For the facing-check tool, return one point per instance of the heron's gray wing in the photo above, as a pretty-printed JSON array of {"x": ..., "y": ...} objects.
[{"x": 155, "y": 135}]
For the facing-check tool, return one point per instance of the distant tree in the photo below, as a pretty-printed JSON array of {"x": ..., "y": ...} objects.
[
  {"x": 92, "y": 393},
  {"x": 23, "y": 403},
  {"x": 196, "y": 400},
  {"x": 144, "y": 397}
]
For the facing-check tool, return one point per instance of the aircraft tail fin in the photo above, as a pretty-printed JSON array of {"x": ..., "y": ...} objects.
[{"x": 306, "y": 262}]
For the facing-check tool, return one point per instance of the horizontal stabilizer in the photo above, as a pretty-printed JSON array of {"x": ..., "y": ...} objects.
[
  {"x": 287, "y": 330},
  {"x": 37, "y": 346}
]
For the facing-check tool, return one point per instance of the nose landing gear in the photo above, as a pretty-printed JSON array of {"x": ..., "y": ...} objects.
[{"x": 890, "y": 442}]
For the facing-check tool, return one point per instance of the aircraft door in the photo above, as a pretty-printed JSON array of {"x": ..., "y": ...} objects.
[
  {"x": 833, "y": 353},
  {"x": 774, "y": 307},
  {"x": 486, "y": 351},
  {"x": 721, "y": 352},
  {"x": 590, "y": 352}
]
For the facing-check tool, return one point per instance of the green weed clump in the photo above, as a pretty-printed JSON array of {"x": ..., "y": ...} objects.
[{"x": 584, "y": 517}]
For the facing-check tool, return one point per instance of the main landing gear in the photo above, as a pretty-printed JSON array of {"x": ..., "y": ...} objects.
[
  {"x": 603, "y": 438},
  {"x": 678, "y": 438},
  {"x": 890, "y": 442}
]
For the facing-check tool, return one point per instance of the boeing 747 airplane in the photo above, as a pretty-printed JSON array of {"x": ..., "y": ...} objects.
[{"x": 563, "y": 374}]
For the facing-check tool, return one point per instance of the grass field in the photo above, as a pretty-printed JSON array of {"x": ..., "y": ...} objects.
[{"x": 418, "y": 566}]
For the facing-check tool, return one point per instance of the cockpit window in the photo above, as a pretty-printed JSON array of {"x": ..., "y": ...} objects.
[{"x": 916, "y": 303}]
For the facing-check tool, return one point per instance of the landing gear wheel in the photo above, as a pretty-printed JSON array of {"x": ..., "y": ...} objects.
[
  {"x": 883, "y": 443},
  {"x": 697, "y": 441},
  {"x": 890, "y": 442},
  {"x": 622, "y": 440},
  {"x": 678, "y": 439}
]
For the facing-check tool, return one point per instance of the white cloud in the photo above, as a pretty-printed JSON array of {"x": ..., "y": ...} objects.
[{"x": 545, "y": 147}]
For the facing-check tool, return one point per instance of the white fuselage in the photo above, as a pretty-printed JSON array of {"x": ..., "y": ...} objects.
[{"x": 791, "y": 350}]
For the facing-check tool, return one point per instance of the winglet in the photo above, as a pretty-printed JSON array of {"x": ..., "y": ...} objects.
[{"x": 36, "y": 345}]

:::::

> Work instruction:
Word for word, copy out all the data given above.

> Response area:
For the facing-check tool, return one point per instance of the heron's gray wing in the photo above, as a pretty-printed JSON array of {"x": ..., "y": ...} objects.
[{"x": 155, "y": 135}]
For the facing-check tool, return one point per instance of the distant tree in the photo below, as a pretty-printed JSON array of {"x": ..., "y": ...} objects.
[
  {"x": 92, "y": 393},
  {"x": 23, "y": 403},
  {"x": 196, "y": 400},
  {"x": 144, "y": 397}
]
For the facing-check tool, return one point per instance of the aircraft tail fin in the photo above, as a pretty-printed JSON array of {"x": ..., "y": ...} objects.
[{"x": 306, "y": 262}]
For the facing-check tool, return one point per instance of the horizontal stabilizer in the photo above, as a pretty-printed JSON array of {"x": ..., "y": ...} objects.
[
  {"x": 287, "y": 330},
  {"x": 37, "y": 346}
]
For the facing-check tool, return one point per instance of the nose landing gear in the photo above, as a pretty-printed JSON array of {"x": ..., "y": ...} objects.
[{"x": 890, "y": 442}]
For the facing-check tool, return one point per instance of the aircraft door in the photo above, as a pretty-printed JSON array of {"x": ..., "y": ...} objects.
[
  {"x": 833, "y": 353},
  {"x": 774, "y": 307},
  {"x": 486, "y": 351},
  {"x": 721, "y": 352},
  {"x": 590, "y": 352}
]
For the facing-check tool, return one point per instance of the green weed clump in the photo above, as a pretty-printed JSON array of {"x": ..., "y": ...} objects.
[{"x": 584, "y": 517}]
For the facing-check tool, return one point per instance of the main landing gear in the photo above, as a pretty-printed JSON array of {"x": ..., "y": ...} objects.
[
  {"x": 603, "y": 438},
  {"x": 678, "y": 438},
  {"x": 890, "y": 442}
]
For the facing-check tool, return one point per instance of the boeing 747 airplane in the photo above, as a pretty-printed JSON array of {"x": ..., "y": ...} objects.
[{"x": 563, "y": 374}]
For the facing-check tool, return one point per instance of the grass field in the photo above, as a pretty-printed JSON array of {"x": ..., "y": ...} objects.
[{"x": 418, "y": 566}]
For the facing-check tool, return one point per instance of the cockpit window in the photo above, as a pretty-printed JSON array of {"x": ..., "y": ...} objects.
[{"x": 916, "y": 303}]
For the facing-check tool, return one point per instance of the landing gear wheel in the photo above, as a pretty-printed JSON array of {"x": ..., "y": ...} objects.
[
  {"x": 883, "y": 443},
  {"x": 697, "y": 441},
  {"x": 890, "y": 442},
  {"x": 622, "y": 440},
  {"x": 678, "y": 439}
]
For the facing-check tool, return one point per instance of the white cloud in the photo above, as a pretty-printed JSON array of {"x": ..., "y": ...} objects.
[{"x": 545, "y": 147}]
For the facing-check tool, return one point per instance of the white fuselage in the photo above, as a pretty-printed JSON array of {"x": ..., "y": ...} objects.
[{"x": 791, "y": 350}]
For the facing-check tool, return one point per instance of the winglet in the photo above, as a pretty-printed JSON array of {"x": ..., "y": ...} objects.
[{"x": 36, "y": 345}]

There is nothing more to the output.